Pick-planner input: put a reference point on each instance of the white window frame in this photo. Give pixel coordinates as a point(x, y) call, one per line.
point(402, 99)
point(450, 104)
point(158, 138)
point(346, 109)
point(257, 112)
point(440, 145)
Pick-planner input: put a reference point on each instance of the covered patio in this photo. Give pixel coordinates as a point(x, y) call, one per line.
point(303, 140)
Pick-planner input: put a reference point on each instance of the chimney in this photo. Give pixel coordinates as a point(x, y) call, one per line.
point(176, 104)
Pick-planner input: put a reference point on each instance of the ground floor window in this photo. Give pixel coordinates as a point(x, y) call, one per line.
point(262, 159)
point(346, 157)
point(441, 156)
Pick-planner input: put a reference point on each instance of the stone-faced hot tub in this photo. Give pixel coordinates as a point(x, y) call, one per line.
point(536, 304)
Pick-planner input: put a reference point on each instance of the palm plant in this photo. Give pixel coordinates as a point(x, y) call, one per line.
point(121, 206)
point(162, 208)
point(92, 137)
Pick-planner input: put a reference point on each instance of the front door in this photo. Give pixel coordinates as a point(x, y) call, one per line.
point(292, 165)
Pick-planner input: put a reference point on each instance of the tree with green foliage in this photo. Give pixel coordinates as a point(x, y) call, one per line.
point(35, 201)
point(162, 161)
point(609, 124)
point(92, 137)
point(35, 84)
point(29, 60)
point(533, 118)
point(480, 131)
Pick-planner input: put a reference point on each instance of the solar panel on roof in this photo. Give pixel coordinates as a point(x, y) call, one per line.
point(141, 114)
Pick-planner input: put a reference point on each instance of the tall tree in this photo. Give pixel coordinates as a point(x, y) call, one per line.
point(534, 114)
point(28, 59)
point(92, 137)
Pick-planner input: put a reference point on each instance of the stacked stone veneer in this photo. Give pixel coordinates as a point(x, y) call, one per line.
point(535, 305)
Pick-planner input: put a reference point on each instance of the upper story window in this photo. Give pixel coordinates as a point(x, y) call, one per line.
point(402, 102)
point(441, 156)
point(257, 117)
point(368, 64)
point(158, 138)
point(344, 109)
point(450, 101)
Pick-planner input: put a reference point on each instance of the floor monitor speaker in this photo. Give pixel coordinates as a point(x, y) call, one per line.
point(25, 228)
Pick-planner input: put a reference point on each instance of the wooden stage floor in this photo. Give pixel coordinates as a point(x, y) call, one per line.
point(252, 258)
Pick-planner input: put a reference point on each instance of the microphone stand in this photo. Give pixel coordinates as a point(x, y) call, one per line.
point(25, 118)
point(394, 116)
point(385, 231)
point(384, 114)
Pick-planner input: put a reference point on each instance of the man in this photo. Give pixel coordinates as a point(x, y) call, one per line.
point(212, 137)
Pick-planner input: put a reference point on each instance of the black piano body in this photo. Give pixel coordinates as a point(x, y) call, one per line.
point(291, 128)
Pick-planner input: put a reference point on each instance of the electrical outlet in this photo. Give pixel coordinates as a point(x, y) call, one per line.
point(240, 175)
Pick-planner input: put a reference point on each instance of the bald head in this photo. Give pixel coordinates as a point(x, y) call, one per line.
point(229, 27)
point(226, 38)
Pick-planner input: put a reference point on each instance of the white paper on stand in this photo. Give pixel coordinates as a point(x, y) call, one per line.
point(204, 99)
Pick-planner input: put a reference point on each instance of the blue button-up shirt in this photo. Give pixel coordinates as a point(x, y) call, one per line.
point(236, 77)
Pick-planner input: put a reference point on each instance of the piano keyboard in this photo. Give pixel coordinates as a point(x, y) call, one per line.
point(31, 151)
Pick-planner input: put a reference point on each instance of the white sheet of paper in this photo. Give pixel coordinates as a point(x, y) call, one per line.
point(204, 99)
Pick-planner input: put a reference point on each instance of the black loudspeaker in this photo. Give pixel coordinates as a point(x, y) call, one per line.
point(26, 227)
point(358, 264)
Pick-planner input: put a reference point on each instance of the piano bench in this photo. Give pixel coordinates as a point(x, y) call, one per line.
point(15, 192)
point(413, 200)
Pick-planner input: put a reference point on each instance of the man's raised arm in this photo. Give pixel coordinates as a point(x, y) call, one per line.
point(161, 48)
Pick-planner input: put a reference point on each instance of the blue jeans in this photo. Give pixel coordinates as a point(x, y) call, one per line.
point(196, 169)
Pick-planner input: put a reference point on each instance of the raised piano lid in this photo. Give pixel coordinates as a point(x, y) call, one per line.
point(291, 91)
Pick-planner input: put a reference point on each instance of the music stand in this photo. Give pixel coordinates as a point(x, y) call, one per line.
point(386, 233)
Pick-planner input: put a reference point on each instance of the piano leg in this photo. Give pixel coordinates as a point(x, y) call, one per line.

+ + +

- _WHAT IS ASKED_:
Rewrite all the items above, replacing every "reference point" with "marker" and leaving everything else untouched.

- _TASK SOLUTION_:
Pick-planner input: put a marker on each instance of the white window frame in this photo. Give pixel coordinates as a point(x, y) call, one per line.
point(402, 99)
point(450, 104)
point(158, 138)
point(346, 109)
point(257, 112)
point(440, 145)
Pick-planner input: put a marker on each instance of the covered patio in this photo. Give pixel coordinates as a point(x, y) call, one per line.
point(303, 140)
Pick-planner input: put a marker on each instance of the chimney in this photo. Give pixel coordinates as a point(x, y) call, one per line.
point(176, 104)
Pick-planner input: put a marker on each instance of the ground floor window in this photo. Give pixel coordinates as a point(x, y) call, one per line.
point(262, 159)
point(346, 157)
point(441, 156)
Pick-planner input: put a marker on each instance of the stone-faced hot tub in this photo. Give pixel coordinates as a point(x, y) call, one per line.
point(536, 304)
Pick-planner input: put a marker on each instance of the palm plant in this photo. Give pixel coordinates as a point(x, y) call, one per line.
point(121, 206)
point(162, 208)
point(92, 137)
Pick-planner input: put a marker on each instance of the front door in this photo. Give pixel coordinates as a point(x, y) call, one per line.
point(292, 165)
Pick-planner input: put a marker on each instance of the tree with green foliage in this photo. Give pixel coordinates as a point(x, y) call, one per line.
point(35, 201)
point(162, 161)
point(609, 124)
point(92, 137)
point(35, 84)
point(29, 60)
point(533, 118)
point(480, 131)
Pick-planner input: put a marker on each instance of the solar panel on roof in this photo. Give pixel coordinates as a point(x, y) call, one per line.
point(141, 114)
Pick-planner input: put a marker on each instance of the tall tree in this photo. Give pixel coordinates as a point(x, y) call, one per line.
point(534, 114)
point(28, 59)
point(92, 137)
Pick-planner input: put a marker on each instance of the stacked stone veneer in this photo. Give pixel coordinates as a point(x, y) call, one per line.
point(535, 305)
Pick-planner input: put a marker on each instance of the upper story window in this photo. Give pixel coordinates as a point(x, y) call, one per line.
point(402, 102)
point(441, 156)
point(257, 117)
point(368, 64)
point(158, 138)
point(344, 109)
point(450, 101)
Pick-planner input: put a marker on each instance of the floor monitor speaker in this photo. Give pixel coordinates as a point(x, y) call, one per line.
point(25, 228)
Pick-planner input: put a marker on each instance of the wooden stage floor in this photo. Give pixel coordinates as a point(x, y) call, one per line.
point(252, 258)
Pick-planner input: put a marker on each instance of the microphone stand in this photo. Give pixel coordinates as a point(x, y) call, one per line.
point(25, 118)
point(394, 116)
point(385, 231)
point(384, 114)
Pick-planner input: put a marker on each instance of the man in this photo. Give pixel coordinates as a point(x, y) call, one per line.
point(212, 137)
Pick-planner input: put a marker on each instance of the black piano body in this photo. Give pixel coordinates as a point(x, y) call, one per line.
point(291, 128)
Pick-planner input: put a marker on each instance of the electrical outlet in this photo. Give pixel coordinates as a point(x, y) call, one per line.
point(240, 175)
Pick-planner input: put a marker on each instance of the bald head in this photo. Give pixel coordinates as a point(x, y) call, one per line.
point(229, 27)
point(226, 38)
Pick-planner input: put a marker on each instance of the white paper on stand in this photo. Give pixel coordinates as a point(x, y) call, one per line.
point(204, 99)
Pick-planner input: put a marker on each instance of the blue button-up shirt in this photo. Give pixel coordinates as a point(x, y) call, one per line.
point(236, 77)
Pick-planner input: put a marker on each instance of the piano keyboard in this photo. Give pixel coordinates as a point(x, y) call, one per line.
point(31, 151)
Pick-planner input: put a marker on each instance of the white sheet of paper in this photo. Give pixel coordinates as a point(x, y) call, one per line.
point(204, 99)
Pick-planner input: put a marker on each instance of the black loudspeaker in this photo. Give pixel coordinates as a point(x, y) call, one per line.
point(26, 227)
point(358, 264)
Pick-planner input: put a marker on each instance of the piano bench in this photo. Give pixel coordinates as a point(x, y) call, one per line.
point(15, 192)
point(413, 200)
Pick-planner input: put a marker on each instance of the man's raised arm in this photo. Give pixel coordinates as a point(x, y) call, one per line.
point(161, 48)
Pick-planner input: put a marker on each instance of the blue jeans in this photo. Give pixel coordinates as a point(x, y) call, one per line.
point(196, 169)
Pick-planner input: put a marker on each instance of the raised piano lid in this photo. Give pixel coordinates as a point(x, y) call, one per line.
point(291, 91)
Pick-planner input: put a marker on each instance of the music stand in this photo. Give pixel coordinates as a point(x, y) call, one per line.
point(386, 233)
Pick-planner input: put a marker on each instance of the piano leg in this photo. Give pixel coordinates as a point(x, y) call, one per line.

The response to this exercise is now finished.